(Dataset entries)
----

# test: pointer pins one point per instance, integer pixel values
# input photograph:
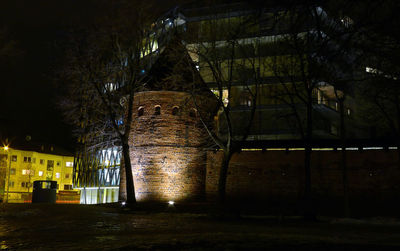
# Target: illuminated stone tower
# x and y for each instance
(167, 139)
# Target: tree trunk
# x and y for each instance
(223, 176)
(344, 160)
(309, 210)
(130, 189)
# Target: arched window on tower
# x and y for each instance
(157, 110)
(175, 110)
(192, 113)
(246, 99)
(140, 111)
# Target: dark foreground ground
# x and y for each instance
(83, 227)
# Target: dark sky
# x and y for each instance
(37, 31)
(33, 32)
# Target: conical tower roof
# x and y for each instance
(174, 70)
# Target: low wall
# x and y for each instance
(278, 177)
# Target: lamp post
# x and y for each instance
(6, 148)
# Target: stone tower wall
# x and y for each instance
(166, 149)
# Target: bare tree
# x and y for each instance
(310, 61)
(105, 69)
(228, 63)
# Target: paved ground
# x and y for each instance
(80, 227)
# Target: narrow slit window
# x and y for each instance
(175, 110)
(140, 111)
(192, 113)
(157, 110)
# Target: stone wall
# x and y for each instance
(373, 175)
(166, 140)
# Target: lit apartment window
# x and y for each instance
(26, 184)
(28, 172)
(67, 187)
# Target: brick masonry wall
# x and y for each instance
(256, 175)
(168, 162)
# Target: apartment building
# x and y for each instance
(19, 168)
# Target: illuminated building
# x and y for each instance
(165, 153)
(20, 167)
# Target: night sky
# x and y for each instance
(30, 89)
(34, 32)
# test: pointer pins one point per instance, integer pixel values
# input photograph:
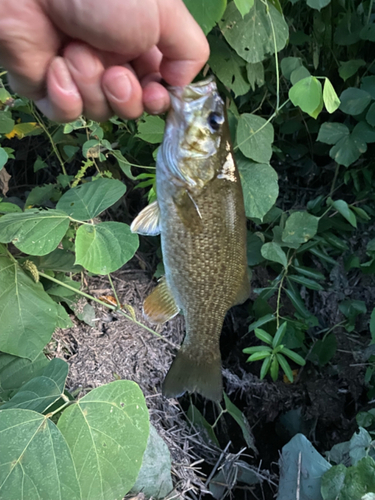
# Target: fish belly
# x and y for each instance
(206, 269)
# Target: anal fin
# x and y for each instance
(244, 291)
(194, 373)
(160, 305)
(147, 221)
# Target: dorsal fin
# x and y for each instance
(160, 305)
(147, 221)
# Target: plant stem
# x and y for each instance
(109, 306)
(114, 291)
(55, 150)
(334, 180)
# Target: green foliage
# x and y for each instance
(281, 71)
(273, 354)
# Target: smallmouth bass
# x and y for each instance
(200, 216)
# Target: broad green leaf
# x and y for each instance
(9, 208)
(3, 157)
(346, 150)
(107, 432)
(368, 85)
(151, 129)
(293, 356)
(333, 482)
(308, 272)
(318, 109)
(289, 64)
(154, 478)
(257, 349)
(299, 74)
(258, 356)
(297, 455)
(58, 260)
(307, 94)
(359, 445)
(228, 66)
(35, 461)
(70, 151)
(261, 321)
(4, 95)
(88, 200)
(255, 137)
(39, 164)
(300, 227)
(255, 74)
(206, 13)
(242, 421)
(279, 335)
(259, 185)
(370, 115)
(91, 148)
(197, 420)
(34, 232)
(368, 33)
(354, 101)
(349, 483)
(252, 36)
(41, 392)
(265, 367)
(254, 244)
(272, 251)
(27, 314)
(263, 336)
(318, 4)
(63, 318)
(332, 132)
(123, 163)
(16, 371)
(6, 122)
(323, 350)
(349, 29)
(244, 6)
(21, 129)
(285, 366)
(364, 131)
(104, 248)
(331, 101)
(274, 368)
(296, 299)
(308, 283)
(350, 68)
(343, 208)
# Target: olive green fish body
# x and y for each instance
(202, 223)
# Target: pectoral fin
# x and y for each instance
(160, 305)
(147, 221)
(188, 210)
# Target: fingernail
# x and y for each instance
(62, 76)
(119, 87)
(82, 59)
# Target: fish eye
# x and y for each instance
(214, 121)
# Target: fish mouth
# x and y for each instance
(193, 93)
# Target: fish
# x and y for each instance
(200, 216)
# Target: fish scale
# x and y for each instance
(202, 224)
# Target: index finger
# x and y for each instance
(182, 42)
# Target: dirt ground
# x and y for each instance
(322, 403)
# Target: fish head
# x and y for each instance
(194, 131)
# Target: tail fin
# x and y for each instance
(194, 374)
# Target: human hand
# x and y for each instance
(98, 58)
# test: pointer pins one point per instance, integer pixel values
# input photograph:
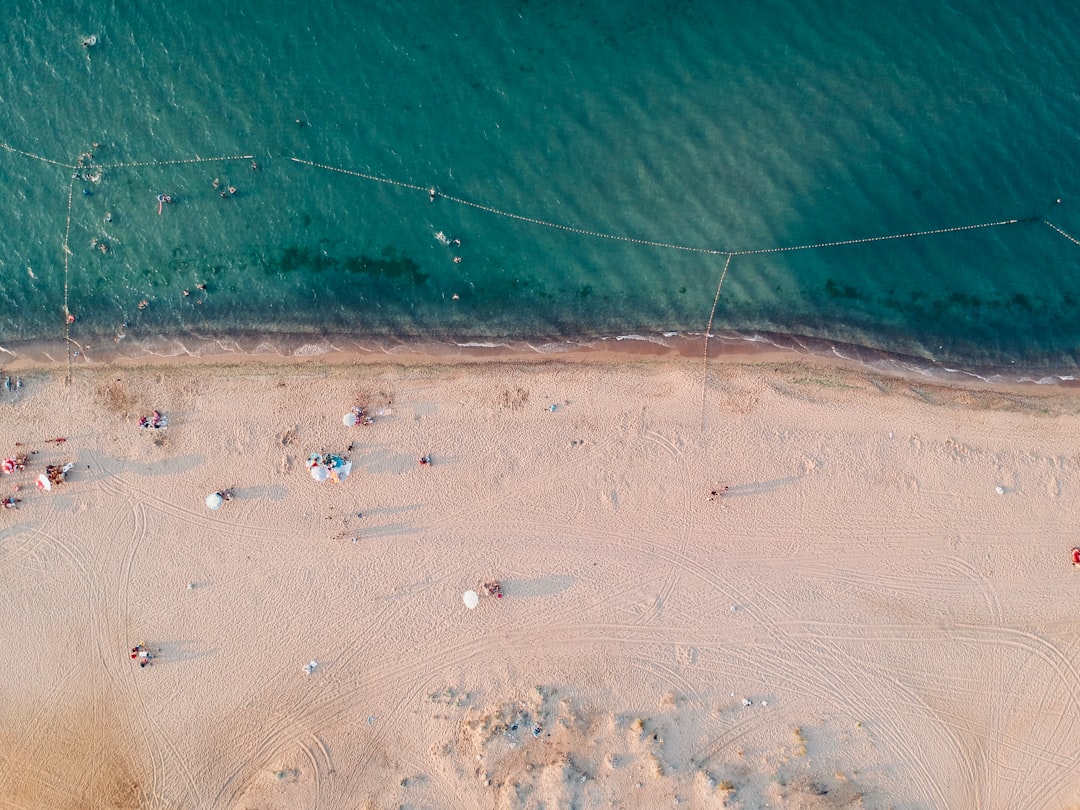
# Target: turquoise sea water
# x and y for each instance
(726, 126)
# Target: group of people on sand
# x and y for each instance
(156, 420)
(142, 653)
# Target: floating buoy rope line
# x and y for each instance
(75, 169)
(432, 192)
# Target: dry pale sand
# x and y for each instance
(862, 620)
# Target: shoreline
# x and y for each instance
(741, 607)
(337, 349)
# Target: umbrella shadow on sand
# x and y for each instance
(536, 588)
(178, 651)
(382, 460)
(761, 487)
(275, 493)
(113, 466)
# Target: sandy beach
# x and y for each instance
(790, 584)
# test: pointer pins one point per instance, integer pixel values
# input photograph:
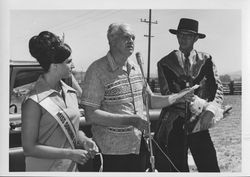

----

*THE PROBLEM*. Wherever the word "tower" appears in the data, return the whole line.

*ANSWER SPACE*.
# Target: illuminated stone tower
# Target: arched window on tower
# Target: conical tower roof
# Target: stone tower wall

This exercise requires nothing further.